_WHAT TO WORK ON_.
[1] Answer these questions from the Vioxx news item, each in a few words.
(a) What does the FDA proposal under consideration allow pharmaceutical manufacturers to use?
(b) How much greater was the risk of death for Alzheimer's patients taking Vioxx than for those taking a placebo?
(c) In what year did Merck withdraw Vioxx?
[2] Continue the Vioxx news item from where it stops.

_PASSAGE TO READ_.
==*==
Merck accused of misrepresenting Vioxx data
Pharma Compliance Alert, April 23, 2008
New allegations against Merck and its arthritis medication Vioxx could keep the FDA from relaxing its rules about off-label promotion, according to a New York Times article.
The FDA is considering a proposal to allow pharmaceutical manufacturers to use reprints of peer-reviewed journal articles to promote off-label uses of drugs. New allegations claim Merck knew about Vioxx problems for years before it acted. The allegations, printed in an article in the Journal of the American Medical Association (JAMA) raise questions about the peer-review process.
The article, based on a analysis of court documents, claims Merck failed to disclose an internal analysis that found Alzheimer’s patients taking Vioxx had a three times greater risk of death than patients taking a placebo.
Merck withdrew Vioxx in 2004 and is currently working on a $4.85 billion deal to settle thousands of lawsuits filed by people claiming they were harmed by taking Vioxx.
==*==
_STORED DATA_.
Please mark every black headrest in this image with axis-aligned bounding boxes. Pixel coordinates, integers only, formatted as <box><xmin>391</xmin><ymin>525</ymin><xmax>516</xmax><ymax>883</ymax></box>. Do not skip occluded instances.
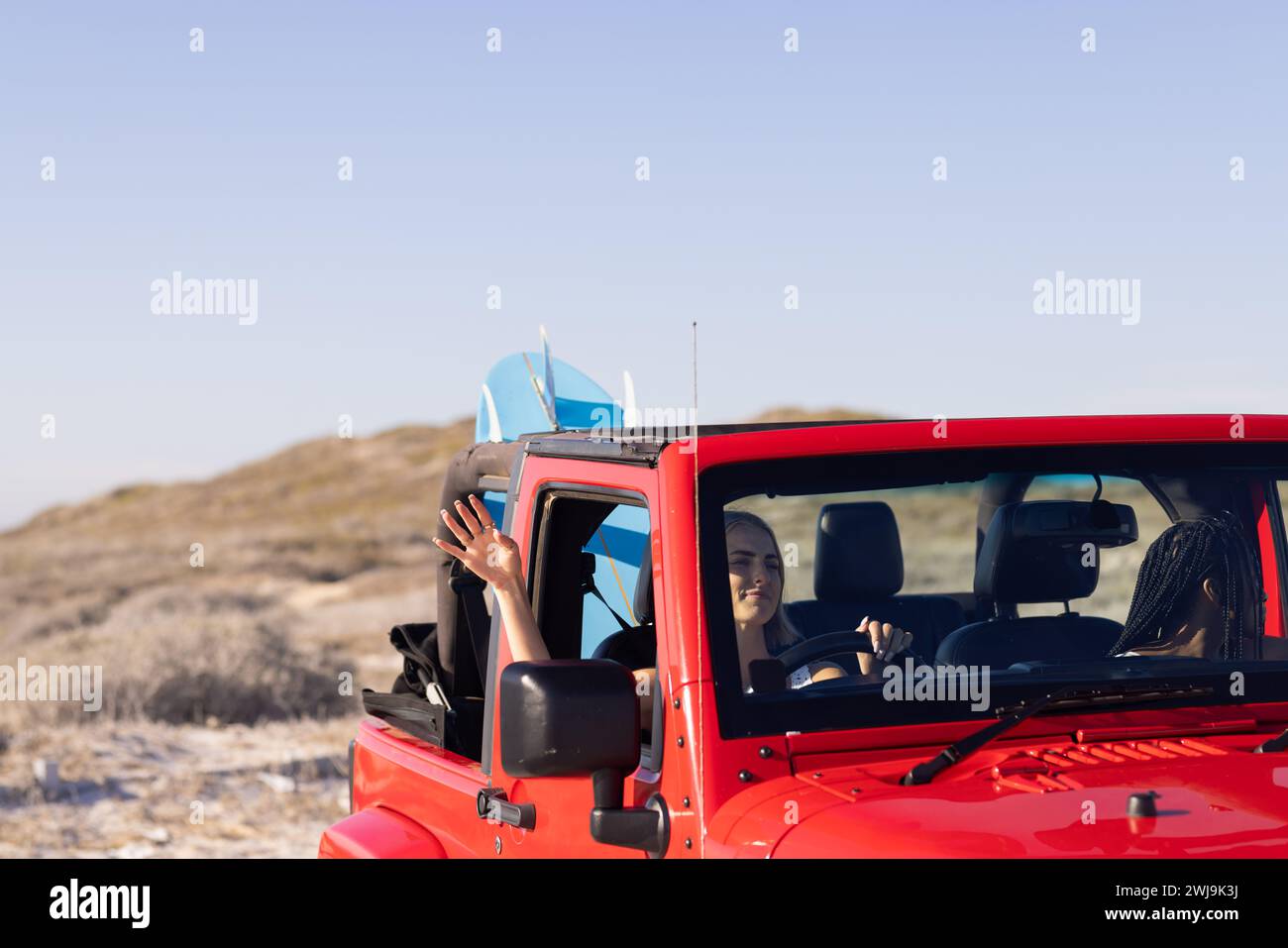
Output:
==*==
_NUMBERED RESPONSES_.
[1]
(a) Reprints of peer-reviewed journal articles to promote off-label uses of drugs
(b) Three times greater
(c) 2004

[2]
The criticism from JAMA doesn’t end there. Another article accuses Merck of writing its own articles about Vioxx, then paying physicians to put their names on the articles. The JAMA article doesn’t just single out Merck for this practice, but says ghostwriting appears to be common in the pharmaceutical industry.
Merck responded by issuing a press release saying it believes the comments in JAMA “are false, misleading, or lack context.” A full, unbiased evaluation of the documents “shows significant errors in the conclusions put forward by the authors of the JAMA articles,” the statement added. The company also said it provided complete mortality data to the FDA.